## [EXERCISE DIRECTIONS]
Carry over every line of the material below, requests included, and subtract 127 from each point coordinate in the answers, leaving the numbers in the requests and their sample formats unchanged. Omit the pictures from your answer.

BEGIN EXTRACTED DATA

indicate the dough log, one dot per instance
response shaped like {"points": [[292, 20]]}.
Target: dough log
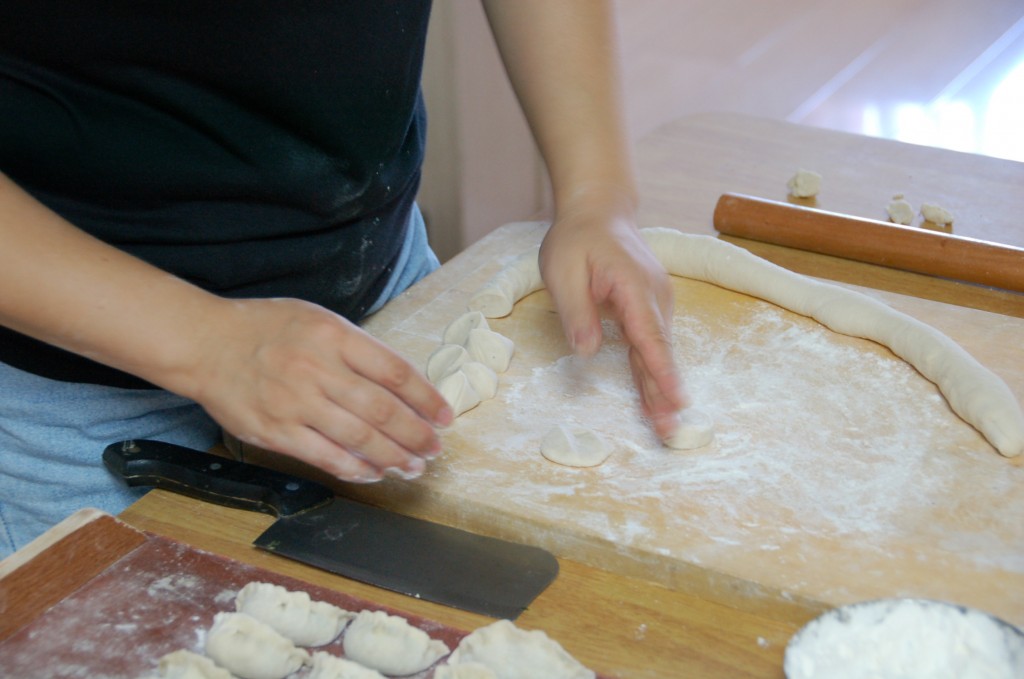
{"points": [[979, 396]]}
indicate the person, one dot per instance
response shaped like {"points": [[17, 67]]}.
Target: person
{"points": [[201, 201]]}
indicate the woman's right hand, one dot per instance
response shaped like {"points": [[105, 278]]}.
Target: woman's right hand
{"points": [[292, 377]]}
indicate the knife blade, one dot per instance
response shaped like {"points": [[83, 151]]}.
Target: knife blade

END EXTRACTED DATA

## [FINAL RESULT]
indicate the dough log, one dot per instance
response shaped like {"points": [[292, 20]]}.
Target: dough log
{"points": [[852, 269]]}
indicate the person, one dot per instance
response shaped like {"points": [[17, 67]]}.
Target: person
{"points": [[74, 74]]}
indicate the woman's right hand, one dot per instance
response shaped like {"points": [[105, 278]]}.
Target: woman's right hand
{"points": [[165, 250]]}
indicate the knife blade, one dot per instance
response shaped like {"points": [[83, 151]]}.
Target: knife blade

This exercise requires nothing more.